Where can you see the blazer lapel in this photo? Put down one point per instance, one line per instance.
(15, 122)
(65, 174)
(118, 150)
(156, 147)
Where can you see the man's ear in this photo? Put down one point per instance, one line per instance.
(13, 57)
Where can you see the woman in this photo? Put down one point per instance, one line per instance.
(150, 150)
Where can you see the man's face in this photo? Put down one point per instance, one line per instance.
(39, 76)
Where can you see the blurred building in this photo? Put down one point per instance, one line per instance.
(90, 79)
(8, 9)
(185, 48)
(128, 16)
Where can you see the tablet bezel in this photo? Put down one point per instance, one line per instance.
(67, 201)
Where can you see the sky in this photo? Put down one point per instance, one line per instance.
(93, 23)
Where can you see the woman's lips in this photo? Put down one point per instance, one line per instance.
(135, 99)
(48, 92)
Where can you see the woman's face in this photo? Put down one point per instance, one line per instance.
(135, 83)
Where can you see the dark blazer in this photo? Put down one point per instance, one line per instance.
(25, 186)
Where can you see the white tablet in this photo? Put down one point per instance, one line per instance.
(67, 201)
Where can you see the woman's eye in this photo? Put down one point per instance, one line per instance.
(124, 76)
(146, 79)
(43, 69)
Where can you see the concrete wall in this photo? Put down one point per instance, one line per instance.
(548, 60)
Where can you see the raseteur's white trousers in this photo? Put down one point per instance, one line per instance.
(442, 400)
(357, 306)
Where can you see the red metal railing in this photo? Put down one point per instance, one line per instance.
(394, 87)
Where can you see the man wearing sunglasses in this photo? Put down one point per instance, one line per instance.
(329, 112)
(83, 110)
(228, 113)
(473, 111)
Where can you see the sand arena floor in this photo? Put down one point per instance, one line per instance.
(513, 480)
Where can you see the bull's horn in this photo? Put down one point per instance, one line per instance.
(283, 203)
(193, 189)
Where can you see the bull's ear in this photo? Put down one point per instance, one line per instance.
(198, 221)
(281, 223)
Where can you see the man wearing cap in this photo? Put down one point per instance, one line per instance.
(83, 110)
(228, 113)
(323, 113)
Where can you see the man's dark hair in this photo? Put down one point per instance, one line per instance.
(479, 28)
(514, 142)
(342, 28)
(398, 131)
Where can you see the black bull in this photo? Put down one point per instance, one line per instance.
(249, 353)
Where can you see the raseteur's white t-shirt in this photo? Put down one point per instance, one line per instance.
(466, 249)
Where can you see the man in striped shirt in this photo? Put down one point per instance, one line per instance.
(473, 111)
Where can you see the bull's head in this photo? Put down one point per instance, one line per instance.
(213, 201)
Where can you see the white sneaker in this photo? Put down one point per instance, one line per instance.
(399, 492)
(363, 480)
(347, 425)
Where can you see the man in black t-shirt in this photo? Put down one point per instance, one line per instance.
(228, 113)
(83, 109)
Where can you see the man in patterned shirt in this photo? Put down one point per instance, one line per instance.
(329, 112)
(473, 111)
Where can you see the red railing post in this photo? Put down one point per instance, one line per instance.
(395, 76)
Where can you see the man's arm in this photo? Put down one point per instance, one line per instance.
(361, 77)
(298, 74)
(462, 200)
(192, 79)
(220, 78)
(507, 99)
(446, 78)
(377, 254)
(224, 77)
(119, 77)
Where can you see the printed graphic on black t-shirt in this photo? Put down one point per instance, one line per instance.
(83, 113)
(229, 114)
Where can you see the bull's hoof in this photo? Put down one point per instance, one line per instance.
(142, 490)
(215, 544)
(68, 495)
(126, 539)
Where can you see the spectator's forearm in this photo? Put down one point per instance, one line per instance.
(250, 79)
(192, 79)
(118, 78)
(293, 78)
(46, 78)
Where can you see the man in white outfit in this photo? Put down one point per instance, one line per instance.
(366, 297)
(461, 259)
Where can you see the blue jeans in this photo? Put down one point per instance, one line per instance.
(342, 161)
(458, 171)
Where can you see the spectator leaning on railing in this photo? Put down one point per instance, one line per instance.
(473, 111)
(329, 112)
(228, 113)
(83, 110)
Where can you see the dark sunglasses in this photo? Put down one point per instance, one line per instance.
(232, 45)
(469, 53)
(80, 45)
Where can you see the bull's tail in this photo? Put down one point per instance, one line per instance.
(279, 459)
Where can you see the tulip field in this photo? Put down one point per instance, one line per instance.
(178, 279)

● ● ● ●

Given instruction:
Copy every one of the records above verbatim, line for line.

Reply:
Where can you see the blazer lapel in this photo? Put down one point per instance, one line per instance.
(15, 122)
(65, 174)
(118, 150)
(156, 147)
Where can you see the man's ear in this photo? Put down one point per instance, one line per instance.
(13, 57)
Where can you see the woman in this photo? Put down one point per instance, one line per instance.
(150, 150)
Where can you see the man's face in this photo? Put down one point per instance, one line per instance.
(39, 76)
Where can you see the blurred building in this photo? Put down one point per instance, one line per instance.
(90, 79)
(8, 9)
(185, 48)
(128, 16)
Where can you see the tablet bezel in this photo? Put down one point per instance, one line per instance.
(67, 201)
Where can you see the sky in this photo? Put down one point per instance, one line per instance.
(93, 23)
Where can you see the woman's lips in this photo? Put down one point per instance, one line per instance.
(135, 99)
(48, 92)
Where can you see the woman's face in this photo? Put down one point per instance, one line per instance.
(135, 83)
Where can you see the dark blazer in this photo? Put down one point per instance, one line per instance.
(25, 186)
Where can you see the white tablet in this photo? Put down one point per instance, one line per instance.
(67, 201)
Where can you see the woman's eye in this photo? Put down one point per instance, one line per instance.
(124, 76)
(146, 79)
(43, 69)
Where can you see the concrete wall in this photo? Put down one point per instance, one line per instance.
(548, 60)
Where can you see the raseteur's white trousers in this photo? Put down one point per instance, one line per instance.
(442, 400)
(357, 306)
Where can you see the red metal railing in this photo? Put down one point per instance, one line per instance.
(394, 87)
Where can you see the man wearing sunglasses in this photo? Put down one point per instance, one line per instance.
(329, 112)
(83, 110)
(228, 113)
(473, 111)
Where can you see the sand arena floor in this photo? Put down one point per instance, one line per instance.
(513, 480)
Where can you see the bull's horn in this photo? Put down one point per instance, one line per instance.
(283, 203)
(193, 189)
Where can you see the bull's ear in this photo? Put down one point per instance, one line per instance.
(198, 221)
(281, 223)
Where can you see the man wearing cap in this photo? Put down one point per instance, one line per instance.
(83, 110)
(228, 113)
(323, 113)
Where can you see the man's dark hair in this photo? Put down one point per instance, one line per instance.
(479, 28)
(514, 142)
(342, 28)
(398, 131)
Where can you see the black bull in this photo? Put down one point per instance, one line per instance.
(249, 353)
Where can you see the raseteur's white t-shirt in this photo? Put down one point per instance, one line per instance.
(466, 249)
Where can you see the man in striped shirt in this photo? Put down one point per instance, one line per instance.
(473, 111)
Where can you see the bull's head in this photo? Put down one point per instance, one line per instance.
(213, 201)
Where can you see the white sneaker in this photo? Put down one point per instance, one line per instance.
(399, 492)
(363, 480)
(347, 425)
Where can you see the man in black t-shirt in this photo? Put down one point per instance, one line per instance.
(228, 113)
(83, 109)
Where can you see the man in patterned shirt in this photo? Put down one point per instance, one line per instance.
(329, 112)
(473, 111)
Where can you see the red railing post in this photo? Put down one point per instance, one line per instance.
(395, 76)
Where can you see the man's arm in this photo? Put down one point per instance, one line per instance.
(361, 77)
(298, 74)
(462, 200)
(192, 79)
(220, 78)
(507, 99)
(446, 78)
(377, 254)
(224, 77)
(119, 77)
Where can you see the printed graphic on black t-shirt in this photo? Put down one point per instance, one line per instance.
(83, 113)
(229, 114)
Where can you see the bull's hoof in this photo? Put down one point per instance, one line per instance.
(142, 490)
(215, 544)
(68, 495)
(126, 539)
Where can you see the spectator's forearm in this photo? Put down one point per instance, one line per instance.
(250, 79)
(192, 79)
(118, 78)
(293, 78)
(46, 78)
Where can you see the man in white outfit in this photo? Put down one point per instance, one line per instance.
(366, 297)
(461, 259)
Where can you see the blue jeans in this photo? Put down one point per instance, one line per instance.
(342, 161)
(458, 171)
Where can you see the spectator leaning on railing in this photo? Put down one point per instance, one line per instance.
(473, 111)
(329, 112)
(228, 113)
(83, 110)
Where can you see the dark sunglasses in this photo? Put down one point per instance, one line per instance.
(232, 45)
(469, 53)
(80, 45)
Where can you see the bull's tail in this photo? Put down one point per instance, one line per instance.
(279, 459)
Where can you see the tulip field in this photo? Put down one point per instance, one line per instance.
(178, 279)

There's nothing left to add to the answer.